Task inputs:

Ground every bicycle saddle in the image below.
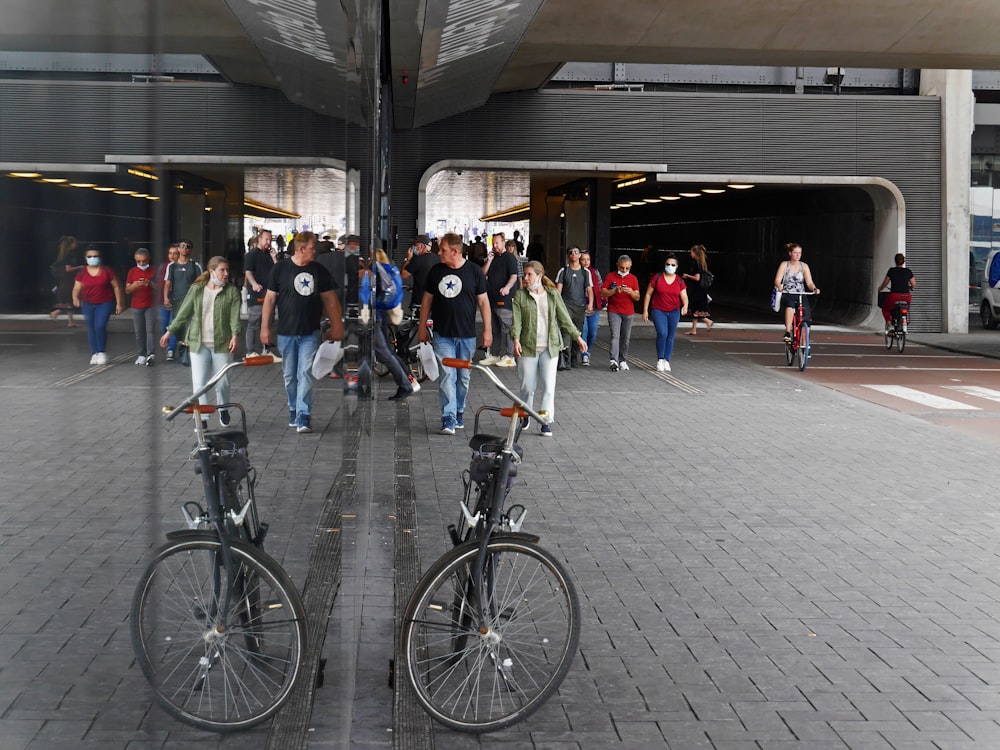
[469,433,524,458]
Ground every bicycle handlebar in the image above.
[441,357,549,424]
[163,354,274,422]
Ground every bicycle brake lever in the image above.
[459,502,481,529]
[507,506,528,534]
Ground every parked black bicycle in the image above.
[131,355,306,732]
[400,359,580,732]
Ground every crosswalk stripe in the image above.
[944,385,1000,402]
[862,385,981,411]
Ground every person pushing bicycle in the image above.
[774,242,819,343]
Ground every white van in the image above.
[979,250,1000,329]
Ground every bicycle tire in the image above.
[130,533,306,732]
[401,535,580,734]
[795,323,809,372]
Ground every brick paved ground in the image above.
[0,321,1000,750]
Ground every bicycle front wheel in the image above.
[795,325,809,372]
[131,534,306,732]
[400,536,580,733]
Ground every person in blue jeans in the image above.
[417,233,493,435]
[260,232,344,433]
[642,253,688,372]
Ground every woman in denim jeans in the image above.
[642,253,688,372]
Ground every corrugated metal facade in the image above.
[391,90,942,330]
[0,81,942,330]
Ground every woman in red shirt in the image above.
[73,245,125,365]
[642,253,687,372]
[125,247,156,367]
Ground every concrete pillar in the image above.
[920,70,975,333]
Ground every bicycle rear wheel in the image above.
[131,534,306,732]
[401,536,580,733]
[795,324,809,372]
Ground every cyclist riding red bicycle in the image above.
[878,253,917,326]
[774,242,819,343]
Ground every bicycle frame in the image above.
[441,357,549,623]
[163,354,274,617]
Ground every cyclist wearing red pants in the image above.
[878,253,917,325]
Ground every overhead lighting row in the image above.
[7,170,160,201]
[611,182,754,210]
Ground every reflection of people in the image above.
[417,233,493,435]
[580,253,608,367]
[681,245,714,336]
[73,245,125,365]
[160,255,240,427]
[511,260,587,437]
[642,253,688,372]
[601,255,639,372]
[49,234,83,328]
[125,247,156,367]
[369,248,420,401]
[260,232,344,432]
[878,253,917,326]
[774,242,819,342]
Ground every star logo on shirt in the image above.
[292,272,316,297]
[438,273,462,299]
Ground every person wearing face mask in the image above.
[125,247,156,367]
[510,260,587,437]
[72,245,125,365]
[160,255,240,427]
[642,253,688,372]
[601,255,639,372]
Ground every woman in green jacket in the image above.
[510,260,587,437]
[160,255,240,427]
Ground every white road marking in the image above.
[861,385,981,411]
[944,385,1000,403]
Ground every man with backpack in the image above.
[556,245,594,370]
[163,240,202,362]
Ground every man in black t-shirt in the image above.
[163,240,202,362]
[243,229,274,357]
[417,234,493,435]
[260,232,344,432]
[479,234,518,367]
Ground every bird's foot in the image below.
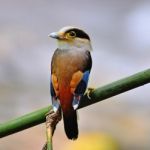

Task details: Pull out every line of the material above that contains the word "woman", and copy each one word for word. Match case exactly.

Completed task:
Ground every woman in denim jeans in the image above.
Ground every woman in red shirt in the image above.
Ground every woman in green jacket in the image above.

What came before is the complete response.